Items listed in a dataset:
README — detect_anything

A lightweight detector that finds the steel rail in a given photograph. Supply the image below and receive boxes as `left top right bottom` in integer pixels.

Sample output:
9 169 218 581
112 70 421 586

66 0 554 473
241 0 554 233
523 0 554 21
---
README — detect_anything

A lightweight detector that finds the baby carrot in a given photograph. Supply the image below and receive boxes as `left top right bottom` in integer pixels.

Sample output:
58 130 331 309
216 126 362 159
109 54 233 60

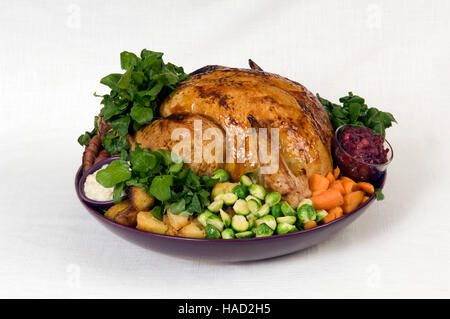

GOAL:
Locate each line in the rows above that contains the word "left", and copy every such line in full.

THE REPLY:
A lightweight detector that finds the steel rail in a given photograph. Supply the image below and receive boxes as `left top right bottom` in integer pixels.
A lightweight detector that finds the baby carrot in a given photograph. Supply the image below and receive boxes as `left top right bottom` in integer pixels.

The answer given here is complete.